● Request
Reproduce every line below, requests included, and raise each bounding-box coordinate in the answers by 13, leaving the sample coordinates inside the request text unchanged. Omit the pictures from your output.

——————

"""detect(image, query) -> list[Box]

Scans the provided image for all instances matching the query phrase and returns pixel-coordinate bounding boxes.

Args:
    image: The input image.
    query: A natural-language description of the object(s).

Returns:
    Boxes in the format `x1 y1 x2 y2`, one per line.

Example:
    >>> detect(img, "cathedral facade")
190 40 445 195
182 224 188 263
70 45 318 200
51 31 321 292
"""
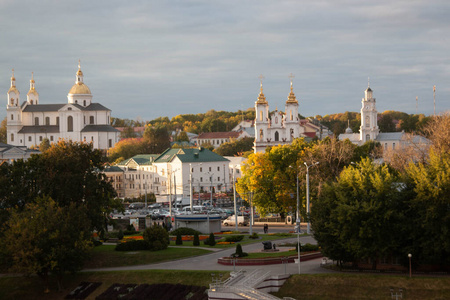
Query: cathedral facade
6 64 119 150
254 80 306 153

——————

● In response
"""detect(image, query) -> list[Box]

Scans the provided image for all instances matching the query phrase and returns pixel-coordinate bounding boxes.

Args:
    image: The input image.
    query: A natural-language description of the object(s).

Returns:
    Boxes in the format `x1 y1 x2 y2`, one per line.

Example:
    >>> detect(img, "cathedral facade")
190 40 445 195
182 224 188 263
70 45 318 200
51 31 321 292
"""
Query: cathedral facade
19 77 132 163
267 93 319 166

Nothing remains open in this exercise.